Could you output, exactly and with nothing else, every line from the one that contains "Each instance of the white cloud" through the last line of the listing below?

------ Entries supplied

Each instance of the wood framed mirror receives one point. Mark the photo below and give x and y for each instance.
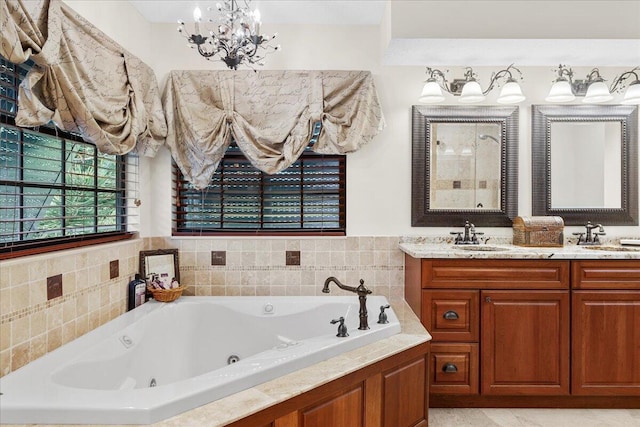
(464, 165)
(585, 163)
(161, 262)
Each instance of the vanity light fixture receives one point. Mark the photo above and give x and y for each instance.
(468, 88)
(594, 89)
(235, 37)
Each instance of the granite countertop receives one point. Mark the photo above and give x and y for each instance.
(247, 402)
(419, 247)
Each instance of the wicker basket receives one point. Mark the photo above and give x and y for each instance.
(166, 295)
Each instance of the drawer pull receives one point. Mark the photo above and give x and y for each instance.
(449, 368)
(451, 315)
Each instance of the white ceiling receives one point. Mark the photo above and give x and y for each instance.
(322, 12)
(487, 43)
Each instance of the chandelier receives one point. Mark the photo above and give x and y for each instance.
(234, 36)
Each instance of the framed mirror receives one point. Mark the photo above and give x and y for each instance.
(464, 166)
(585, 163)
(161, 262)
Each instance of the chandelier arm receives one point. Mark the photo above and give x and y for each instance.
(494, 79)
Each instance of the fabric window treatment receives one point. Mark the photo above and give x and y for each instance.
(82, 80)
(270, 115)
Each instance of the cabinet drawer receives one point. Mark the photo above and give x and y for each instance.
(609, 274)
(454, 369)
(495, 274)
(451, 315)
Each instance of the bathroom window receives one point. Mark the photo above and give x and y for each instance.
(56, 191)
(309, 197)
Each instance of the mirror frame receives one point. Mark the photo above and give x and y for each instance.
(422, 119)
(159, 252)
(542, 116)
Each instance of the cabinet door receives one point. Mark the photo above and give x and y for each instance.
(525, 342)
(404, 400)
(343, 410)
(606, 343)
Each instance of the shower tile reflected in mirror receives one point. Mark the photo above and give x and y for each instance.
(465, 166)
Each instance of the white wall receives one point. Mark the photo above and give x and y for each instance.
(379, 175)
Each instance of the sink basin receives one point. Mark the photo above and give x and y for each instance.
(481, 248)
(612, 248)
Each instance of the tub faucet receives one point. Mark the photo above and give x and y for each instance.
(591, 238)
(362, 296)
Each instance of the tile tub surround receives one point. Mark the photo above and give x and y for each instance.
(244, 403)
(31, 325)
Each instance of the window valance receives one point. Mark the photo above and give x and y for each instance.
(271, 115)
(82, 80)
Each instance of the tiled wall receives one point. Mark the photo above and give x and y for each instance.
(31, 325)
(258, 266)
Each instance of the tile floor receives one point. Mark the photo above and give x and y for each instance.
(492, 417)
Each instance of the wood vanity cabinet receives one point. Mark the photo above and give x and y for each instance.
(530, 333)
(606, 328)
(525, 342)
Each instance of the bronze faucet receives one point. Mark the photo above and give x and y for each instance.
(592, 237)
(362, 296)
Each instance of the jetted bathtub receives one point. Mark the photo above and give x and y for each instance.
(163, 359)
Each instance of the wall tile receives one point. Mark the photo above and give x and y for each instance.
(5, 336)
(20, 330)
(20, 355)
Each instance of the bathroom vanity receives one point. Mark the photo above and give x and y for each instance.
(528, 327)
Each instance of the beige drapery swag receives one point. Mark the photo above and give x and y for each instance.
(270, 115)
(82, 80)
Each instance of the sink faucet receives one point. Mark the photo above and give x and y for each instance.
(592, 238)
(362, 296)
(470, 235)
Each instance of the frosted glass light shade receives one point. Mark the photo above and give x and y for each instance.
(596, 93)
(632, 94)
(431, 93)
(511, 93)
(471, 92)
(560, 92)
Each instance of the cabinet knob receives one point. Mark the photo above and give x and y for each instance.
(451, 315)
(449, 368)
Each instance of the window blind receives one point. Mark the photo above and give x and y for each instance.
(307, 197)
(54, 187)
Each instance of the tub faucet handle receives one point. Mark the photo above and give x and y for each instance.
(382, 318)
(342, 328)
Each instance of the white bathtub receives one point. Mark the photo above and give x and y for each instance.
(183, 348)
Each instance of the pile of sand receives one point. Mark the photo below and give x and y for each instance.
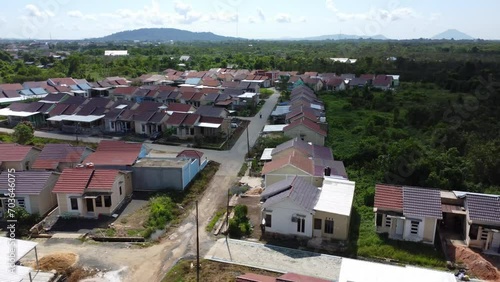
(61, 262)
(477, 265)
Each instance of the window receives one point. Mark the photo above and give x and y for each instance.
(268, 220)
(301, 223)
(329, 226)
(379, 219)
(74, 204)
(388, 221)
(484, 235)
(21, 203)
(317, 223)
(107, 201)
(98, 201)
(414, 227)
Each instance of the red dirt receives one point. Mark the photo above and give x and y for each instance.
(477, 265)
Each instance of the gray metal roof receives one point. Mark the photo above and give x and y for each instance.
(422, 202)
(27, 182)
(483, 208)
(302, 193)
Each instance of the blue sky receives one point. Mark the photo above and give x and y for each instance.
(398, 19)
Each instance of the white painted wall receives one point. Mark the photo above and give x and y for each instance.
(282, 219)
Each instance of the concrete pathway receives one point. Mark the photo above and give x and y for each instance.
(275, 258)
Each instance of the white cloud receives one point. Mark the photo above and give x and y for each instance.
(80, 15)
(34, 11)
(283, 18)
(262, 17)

------------

Problem solution:
Each instance of the white cloud receives one point. Mark the photo above and give x and y for each instance.
(80, 15)
(34, 11)
(283, 18)
(262, 17)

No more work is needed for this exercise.